▸ **EXERCISE REQUIREMENTS**
Which of the lines below hold "ceiling"? Please return each one.

══ DATA SHOWN

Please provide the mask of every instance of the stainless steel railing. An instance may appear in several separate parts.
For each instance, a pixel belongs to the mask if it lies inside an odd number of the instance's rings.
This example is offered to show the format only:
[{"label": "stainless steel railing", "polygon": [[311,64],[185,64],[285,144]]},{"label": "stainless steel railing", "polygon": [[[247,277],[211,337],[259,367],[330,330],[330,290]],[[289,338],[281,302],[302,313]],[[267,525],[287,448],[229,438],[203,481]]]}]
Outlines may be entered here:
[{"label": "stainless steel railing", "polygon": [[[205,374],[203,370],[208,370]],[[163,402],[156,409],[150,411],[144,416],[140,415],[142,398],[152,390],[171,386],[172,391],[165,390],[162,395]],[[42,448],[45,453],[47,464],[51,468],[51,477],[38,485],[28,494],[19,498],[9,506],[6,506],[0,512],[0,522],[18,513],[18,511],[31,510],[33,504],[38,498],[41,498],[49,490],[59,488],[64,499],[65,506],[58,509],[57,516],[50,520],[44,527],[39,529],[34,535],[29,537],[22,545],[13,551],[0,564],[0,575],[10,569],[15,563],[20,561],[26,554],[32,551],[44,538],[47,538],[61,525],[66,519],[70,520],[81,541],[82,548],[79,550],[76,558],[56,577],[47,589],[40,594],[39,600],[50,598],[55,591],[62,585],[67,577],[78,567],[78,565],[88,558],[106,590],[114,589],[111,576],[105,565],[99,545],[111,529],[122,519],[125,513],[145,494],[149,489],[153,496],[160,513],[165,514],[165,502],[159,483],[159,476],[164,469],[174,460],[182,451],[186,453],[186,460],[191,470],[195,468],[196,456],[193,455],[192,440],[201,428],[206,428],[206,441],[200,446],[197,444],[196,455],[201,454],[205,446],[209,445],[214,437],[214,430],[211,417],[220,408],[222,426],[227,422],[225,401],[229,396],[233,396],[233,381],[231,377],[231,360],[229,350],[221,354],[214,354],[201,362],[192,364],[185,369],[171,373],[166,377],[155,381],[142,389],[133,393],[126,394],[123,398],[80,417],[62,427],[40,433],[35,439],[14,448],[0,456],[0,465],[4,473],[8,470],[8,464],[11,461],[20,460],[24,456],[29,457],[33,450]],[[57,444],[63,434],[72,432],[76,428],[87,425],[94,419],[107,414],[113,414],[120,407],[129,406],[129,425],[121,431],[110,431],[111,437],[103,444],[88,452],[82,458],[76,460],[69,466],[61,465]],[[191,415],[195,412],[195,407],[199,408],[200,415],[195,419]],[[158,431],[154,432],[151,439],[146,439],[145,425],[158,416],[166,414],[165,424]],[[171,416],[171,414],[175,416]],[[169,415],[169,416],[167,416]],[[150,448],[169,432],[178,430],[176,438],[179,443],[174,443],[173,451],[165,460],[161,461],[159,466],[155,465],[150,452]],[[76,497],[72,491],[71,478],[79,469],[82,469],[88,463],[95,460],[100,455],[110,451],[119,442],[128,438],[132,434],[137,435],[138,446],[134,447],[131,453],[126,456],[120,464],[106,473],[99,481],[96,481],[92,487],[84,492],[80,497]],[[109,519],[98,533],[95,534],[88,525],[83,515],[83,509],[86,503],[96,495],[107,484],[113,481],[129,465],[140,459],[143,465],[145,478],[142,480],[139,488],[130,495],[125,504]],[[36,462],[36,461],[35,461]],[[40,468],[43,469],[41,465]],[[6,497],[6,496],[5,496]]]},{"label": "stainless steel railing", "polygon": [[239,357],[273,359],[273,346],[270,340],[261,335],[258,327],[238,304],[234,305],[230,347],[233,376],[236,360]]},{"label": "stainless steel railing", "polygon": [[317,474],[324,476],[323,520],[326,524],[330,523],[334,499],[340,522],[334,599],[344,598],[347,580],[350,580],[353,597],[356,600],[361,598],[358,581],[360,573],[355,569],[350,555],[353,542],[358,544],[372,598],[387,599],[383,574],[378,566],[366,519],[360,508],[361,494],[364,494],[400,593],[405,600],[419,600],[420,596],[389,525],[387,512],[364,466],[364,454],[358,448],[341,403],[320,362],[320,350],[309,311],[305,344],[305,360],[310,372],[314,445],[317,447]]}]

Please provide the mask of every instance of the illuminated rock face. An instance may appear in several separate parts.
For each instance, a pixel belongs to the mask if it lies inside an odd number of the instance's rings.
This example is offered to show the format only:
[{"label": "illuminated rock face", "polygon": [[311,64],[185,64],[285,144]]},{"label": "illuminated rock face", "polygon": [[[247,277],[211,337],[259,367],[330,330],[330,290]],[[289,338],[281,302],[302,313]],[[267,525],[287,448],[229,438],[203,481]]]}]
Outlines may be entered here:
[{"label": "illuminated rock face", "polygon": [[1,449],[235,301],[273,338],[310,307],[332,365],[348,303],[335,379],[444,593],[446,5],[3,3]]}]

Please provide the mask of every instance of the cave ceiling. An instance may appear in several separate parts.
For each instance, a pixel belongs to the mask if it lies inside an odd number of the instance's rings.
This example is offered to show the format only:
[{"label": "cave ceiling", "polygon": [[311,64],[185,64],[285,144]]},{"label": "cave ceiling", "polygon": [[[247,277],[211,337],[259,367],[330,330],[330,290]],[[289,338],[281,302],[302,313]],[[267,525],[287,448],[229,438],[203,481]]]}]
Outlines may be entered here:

════

▸ **SOLUTION TO THIS EXERCISE**
Please provide the mask of every instance of the cave ceiling. An instance may appear in several separate parts.
[{"label": "cave ceiling", "polygon": [[311,64],[185,64],[285,144]]},{"label": "cave ceiling", "polygon": [[[247,277],[211,337],[259,367],[330,330],[330,290]],[[289,338],[281,302],[302,313]],[[267,525],[287,448],[229,438],[203,481]]]}]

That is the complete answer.